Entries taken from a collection
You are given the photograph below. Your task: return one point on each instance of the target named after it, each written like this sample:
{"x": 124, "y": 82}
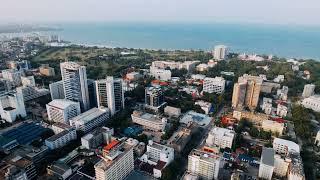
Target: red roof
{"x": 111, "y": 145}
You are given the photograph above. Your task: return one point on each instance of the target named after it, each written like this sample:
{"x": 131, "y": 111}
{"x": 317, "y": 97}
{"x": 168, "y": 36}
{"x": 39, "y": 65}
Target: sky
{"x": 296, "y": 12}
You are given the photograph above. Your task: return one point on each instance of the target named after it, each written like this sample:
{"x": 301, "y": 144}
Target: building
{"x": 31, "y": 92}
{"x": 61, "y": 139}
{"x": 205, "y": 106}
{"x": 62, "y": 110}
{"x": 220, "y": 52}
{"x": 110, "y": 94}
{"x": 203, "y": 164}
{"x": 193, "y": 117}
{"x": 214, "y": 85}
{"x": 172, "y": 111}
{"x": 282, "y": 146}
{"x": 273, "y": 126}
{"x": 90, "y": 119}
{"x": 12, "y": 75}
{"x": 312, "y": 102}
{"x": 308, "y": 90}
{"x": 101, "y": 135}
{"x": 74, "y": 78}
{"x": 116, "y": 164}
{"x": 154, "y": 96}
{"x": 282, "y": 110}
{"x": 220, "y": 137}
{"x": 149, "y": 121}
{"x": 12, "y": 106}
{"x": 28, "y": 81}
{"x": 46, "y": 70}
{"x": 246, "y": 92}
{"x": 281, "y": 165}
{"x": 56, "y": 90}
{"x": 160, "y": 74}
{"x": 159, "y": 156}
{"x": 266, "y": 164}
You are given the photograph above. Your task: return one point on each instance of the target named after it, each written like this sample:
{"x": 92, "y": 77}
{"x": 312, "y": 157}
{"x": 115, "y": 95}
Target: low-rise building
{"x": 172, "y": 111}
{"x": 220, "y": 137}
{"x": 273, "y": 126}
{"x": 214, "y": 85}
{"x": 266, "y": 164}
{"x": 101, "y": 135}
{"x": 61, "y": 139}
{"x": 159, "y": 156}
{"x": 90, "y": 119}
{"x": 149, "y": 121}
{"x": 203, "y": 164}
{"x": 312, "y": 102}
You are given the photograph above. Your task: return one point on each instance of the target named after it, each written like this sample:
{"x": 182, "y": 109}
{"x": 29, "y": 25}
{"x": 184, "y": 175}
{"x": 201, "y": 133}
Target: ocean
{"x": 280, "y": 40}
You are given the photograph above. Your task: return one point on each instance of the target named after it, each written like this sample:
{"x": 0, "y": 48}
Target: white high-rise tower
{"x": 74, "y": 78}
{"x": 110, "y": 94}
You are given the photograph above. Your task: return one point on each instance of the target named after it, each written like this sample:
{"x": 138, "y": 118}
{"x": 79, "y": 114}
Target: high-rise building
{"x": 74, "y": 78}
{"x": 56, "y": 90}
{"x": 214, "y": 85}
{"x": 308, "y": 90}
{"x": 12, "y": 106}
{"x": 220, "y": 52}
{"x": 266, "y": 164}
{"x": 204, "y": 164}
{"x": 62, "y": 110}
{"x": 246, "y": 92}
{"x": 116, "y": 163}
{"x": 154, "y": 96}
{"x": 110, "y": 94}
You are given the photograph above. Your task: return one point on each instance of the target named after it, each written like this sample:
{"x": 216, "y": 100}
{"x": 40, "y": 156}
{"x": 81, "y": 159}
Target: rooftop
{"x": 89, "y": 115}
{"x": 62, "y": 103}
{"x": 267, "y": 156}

---

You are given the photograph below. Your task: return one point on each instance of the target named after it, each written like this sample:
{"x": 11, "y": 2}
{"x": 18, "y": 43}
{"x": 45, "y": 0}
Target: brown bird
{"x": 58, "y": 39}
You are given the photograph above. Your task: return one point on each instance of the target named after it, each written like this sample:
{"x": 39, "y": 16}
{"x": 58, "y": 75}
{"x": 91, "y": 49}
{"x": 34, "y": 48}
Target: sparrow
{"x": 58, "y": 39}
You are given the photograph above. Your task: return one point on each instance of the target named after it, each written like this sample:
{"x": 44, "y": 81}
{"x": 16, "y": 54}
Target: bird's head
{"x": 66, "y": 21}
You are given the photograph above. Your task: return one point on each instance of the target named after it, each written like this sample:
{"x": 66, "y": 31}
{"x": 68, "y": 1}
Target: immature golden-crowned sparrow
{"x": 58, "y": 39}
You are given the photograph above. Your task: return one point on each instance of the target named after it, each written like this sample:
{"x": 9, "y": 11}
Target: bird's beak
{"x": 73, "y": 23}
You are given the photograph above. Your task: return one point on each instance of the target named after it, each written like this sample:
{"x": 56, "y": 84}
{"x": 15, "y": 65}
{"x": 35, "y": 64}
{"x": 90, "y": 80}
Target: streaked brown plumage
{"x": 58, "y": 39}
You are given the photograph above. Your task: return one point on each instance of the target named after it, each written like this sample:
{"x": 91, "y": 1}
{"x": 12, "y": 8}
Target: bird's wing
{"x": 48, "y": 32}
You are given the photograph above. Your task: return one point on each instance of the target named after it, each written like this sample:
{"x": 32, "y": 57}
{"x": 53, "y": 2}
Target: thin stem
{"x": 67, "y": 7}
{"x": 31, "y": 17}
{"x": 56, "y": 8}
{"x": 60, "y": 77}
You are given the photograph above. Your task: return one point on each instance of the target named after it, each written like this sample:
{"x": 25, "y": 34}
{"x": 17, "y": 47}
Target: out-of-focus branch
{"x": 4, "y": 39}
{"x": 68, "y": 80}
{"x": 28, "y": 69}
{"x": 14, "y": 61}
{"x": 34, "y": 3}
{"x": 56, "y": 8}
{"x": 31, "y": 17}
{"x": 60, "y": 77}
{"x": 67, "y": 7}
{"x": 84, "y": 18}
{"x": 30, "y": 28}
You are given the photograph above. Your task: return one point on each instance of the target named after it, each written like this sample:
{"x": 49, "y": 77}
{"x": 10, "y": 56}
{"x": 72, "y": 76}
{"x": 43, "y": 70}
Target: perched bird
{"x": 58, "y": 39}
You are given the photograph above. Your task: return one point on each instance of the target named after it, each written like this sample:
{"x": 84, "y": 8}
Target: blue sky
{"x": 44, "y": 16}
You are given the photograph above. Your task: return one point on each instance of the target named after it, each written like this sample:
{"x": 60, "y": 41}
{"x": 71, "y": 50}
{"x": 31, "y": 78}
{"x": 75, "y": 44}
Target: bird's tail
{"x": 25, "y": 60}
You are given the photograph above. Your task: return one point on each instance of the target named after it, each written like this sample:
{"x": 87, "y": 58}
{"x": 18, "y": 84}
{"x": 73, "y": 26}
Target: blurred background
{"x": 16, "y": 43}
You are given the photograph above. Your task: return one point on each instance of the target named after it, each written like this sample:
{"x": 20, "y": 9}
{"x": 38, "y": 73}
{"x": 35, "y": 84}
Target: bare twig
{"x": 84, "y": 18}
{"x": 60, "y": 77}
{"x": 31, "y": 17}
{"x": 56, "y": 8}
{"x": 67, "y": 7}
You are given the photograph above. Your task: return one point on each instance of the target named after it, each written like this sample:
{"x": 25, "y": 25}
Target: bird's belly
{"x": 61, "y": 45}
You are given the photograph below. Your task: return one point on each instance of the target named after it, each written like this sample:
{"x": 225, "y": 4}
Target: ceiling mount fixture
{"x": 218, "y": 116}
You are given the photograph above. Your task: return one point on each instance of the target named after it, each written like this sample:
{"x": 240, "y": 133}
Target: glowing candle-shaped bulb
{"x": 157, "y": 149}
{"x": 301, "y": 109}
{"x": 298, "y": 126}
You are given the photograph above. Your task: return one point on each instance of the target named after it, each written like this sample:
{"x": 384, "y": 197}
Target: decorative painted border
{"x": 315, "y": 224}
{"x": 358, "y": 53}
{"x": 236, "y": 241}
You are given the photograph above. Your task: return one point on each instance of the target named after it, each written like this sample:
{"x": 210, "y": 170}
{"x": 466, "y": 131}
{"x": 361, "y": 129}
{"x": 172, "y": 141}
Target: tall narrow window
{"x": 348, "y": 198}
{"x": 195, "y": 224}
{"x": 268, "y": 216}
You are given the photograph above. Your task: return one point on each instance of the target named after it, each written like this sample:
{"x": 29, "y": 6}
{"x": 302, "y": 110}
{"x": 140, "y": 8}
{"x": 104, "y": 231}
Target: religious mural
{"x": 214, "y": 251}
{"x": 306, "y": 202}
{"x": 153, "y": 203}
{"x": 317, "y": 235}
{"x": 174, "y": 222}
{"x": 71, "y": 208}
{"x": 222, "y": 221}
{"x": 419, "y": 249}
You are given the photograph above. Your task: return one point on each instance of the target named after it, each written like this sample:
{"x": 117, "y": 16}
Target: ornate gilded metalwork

---

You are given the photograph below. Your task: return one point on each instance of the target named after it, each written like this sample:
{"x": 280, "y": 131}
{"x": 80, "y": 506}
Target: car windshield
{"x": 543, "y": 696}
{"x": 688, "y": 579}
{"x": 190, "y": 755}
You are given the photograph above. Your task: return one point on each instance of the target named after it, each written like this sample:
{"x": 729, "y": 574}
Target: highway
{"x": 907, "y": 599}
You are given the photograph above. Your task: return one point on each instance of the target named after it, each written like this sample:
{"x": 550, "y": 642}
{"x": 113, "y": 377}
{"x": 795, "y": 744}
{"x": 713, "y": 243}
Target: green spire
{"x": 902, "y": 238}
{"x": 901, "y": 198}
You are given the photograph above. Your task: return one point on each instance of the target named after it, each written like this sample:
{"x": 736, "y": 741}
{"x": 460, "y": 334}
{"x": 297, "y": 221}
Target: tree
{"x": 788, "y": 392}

§ **Exercise requirements**
Extract each line of the rows above that contains the word "brown". Matches must have the same case.

§ **Solution to this task**
Target: brown bird
Target: streaked brown plumage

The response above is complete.